**Aufgabenstellung A**
Welche Argumente für die Verwendung von Gleitmittel führt juergen-b im folgenden Forenthread über Rohrverbindungen an? Nenne alle.
**Aufgabenstellung B**
Schreibe aus dem folgenden Forenthread über Rohrverbindungen den Abschnitt ab, der mit den Worten „Wieso sichern? Wofür“ beginnt und mit „kaum mehr auseinander.“ endet.

*** Dokumentauszug

# Rohrverbindungen sichern



## Jürgen-V (29. Feb. 2008)

hallo liebes forum
mich würde mal interessieren, wie ihr eure rohrverbindungen sichert?
wenn ihr bilder hättet, wäre es natürlich spitzenmäßig. 

gruß
jürgen


----------



## juergen-b (29. Feb. 2008)

*AW: Rohrverbindungen sichern*

hy jürgen,

wenn du jetzt noch sagst: welche rohre, wo verlegt etc. kann ich dir vieleicht helfen


----------



## Jürgen-V (29. Feb. 2008)

*AW: Rohrverbindungen sichern*

hi
natürlich meine ich ht und kg-rohre.
gruß
jürgen


----------



## SUI JIN (29. Feb. 2008)

*AW: Rohrverbindungen sichern*

Wieso sichern? Wofür und weswegen???


----------



## Mink (29. Feb. 2008)

*AW: Rohrverbindungen sichern*

Sichern von HT und KG Rohren? *g*

Wenn die Gummilippenduchtung richtigrum drinn ist und die Rohre einmal gesteckt sind, bekommt man die ohnehin kaum mehr auseinander.

Man sollte natürlich nicht dieses Gleitmittezeugs nehmen...

LG Martin


----------



## SUI JIN (29. Feb. 2008)

*AW: Rohrverbindungen sichern*

Wir sind im Moment dabei eine neue Teichanlage auf unserem Grundstück zu bauen. Wir waren froh, die Rohre überhaupt ineinander zu bekommen, trotz Gleitmittel ein reiner Gewaltakt!!!!


----------



## juergen-b (29. Feb. 2008)

*AW: Rohrverbindungen sichern*

servus martin,



> Man sollte natürlich nicht dieses Gleitmittezeugs nehmen...



doch das sollte man nehmen, denn es hilft der epdm dichtung sich nicht zu verletzen beim einschieben und es hilft dir das rohr bis zum anschlag reinzubekommen und es hilft der dichtung sich geschmeidig anzupassen und sauber abzudichten und es verhindert weitestgehend daß du die dichtung mit aus der nut schiebst UND es löst sich beim ersten wasserkontakt fast auf ist nämlich ein zeugs wie seife  

@ jürgen,

wenn die rohre in der erde sind brauchst du gar nicht sichern - sind sie freiliegend,müssen sie mit rohrschellen gesichert werden - auf keinen fall mit der durch alle foren geisternden these,von wegen "leine löchlis in die muffe bohren und v2a blechschräubchen reindrehen - quatsch hoch³:evil :?


----------



## Jürgen-V (29. Feb. 2008)

******
*** Gegebene Daten

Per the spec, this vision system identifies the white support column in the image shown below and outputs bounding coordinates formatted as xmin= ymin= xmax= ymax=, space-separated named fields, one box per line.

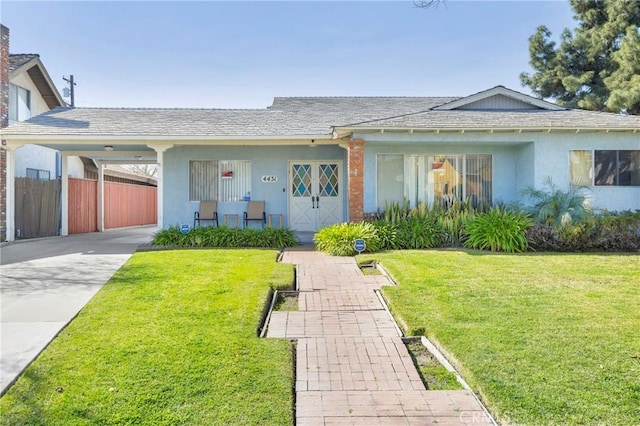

******

**Ergebnis A**
- Es schützt die EPDM-Dichtung beim Einschieben vor Verletzungen.
- Es hilft, das Rohr bis zum Anschlag hineinzubekommen.
- Es hilft der Dichtung, sich geschmeidig anzupassen und sauber abzudichten.
- Es verhindert weitestgehend, dass die Dichtung mit aus der Nut geschoben wird.
- Es löst sich beim ersten Wasserkontakt fast auf, da es ein Mittel wie Seife ist.

**Ergebnis B**
Wieso sichern? Wofür und weswegen???


----------



## Mink (29. Feb. 2008)

*AW: Rohrverbindungen sichern*

Sichern von HT und KG Rohren? *g*

Wenn die Gummilippenduchtung richtigrum drinn ist und die Rohre einmal gesteckt sind, bekommt man die ohnehin kaum mehr auseinander.